■ Stored data

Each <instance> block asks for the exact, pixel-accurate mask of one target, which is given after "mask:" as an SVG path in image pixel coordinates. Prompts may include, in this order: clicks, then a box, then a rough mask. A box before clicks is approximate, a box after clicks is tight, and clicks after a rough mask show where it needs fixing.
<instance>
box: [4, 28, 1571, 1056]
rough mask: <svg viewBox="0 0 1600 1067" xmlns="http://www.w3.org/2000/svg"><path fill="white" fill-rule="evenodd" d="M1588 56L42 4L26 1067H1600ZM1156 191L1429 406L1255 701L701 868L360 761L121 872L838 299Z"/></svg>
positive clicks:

■ ABOUT THIS TASK
Can you render every line of the data above as a Markdown table with the columns "Row" and "Line", numbering each row and leaving out any blank lines?

■ ANSWER TO THE EXERCISE
| Row | Line |
|---|---|
| 1 | Each <instance> block asks for the exact, pixel-accurate mask of one target, which is given after "mask:" as an SVG path in image pixel coordinates. Prompts may include, in this order: clicks, then a box, then a rough mask. A box before clicks is approximate, a box after clicks is tight, and clicks after a rough mask show where it needs fixing. |
| 2 | <instance> |
| 3 | box: [4, 28, 1571, 1056] |
| 4 | rough mask: <svg viewBox="0 0 1600 1067" xmlns="http://www.w3.org/2000/svg"><path fill="white" fill-rule="evenodd" d="M1588 56L42 4L26 1067H1600ZM1156 191L1429 406L1255 701L701 868L360 761L121 872L838 299Z"/></svg> |
| 5 | positive clicks: |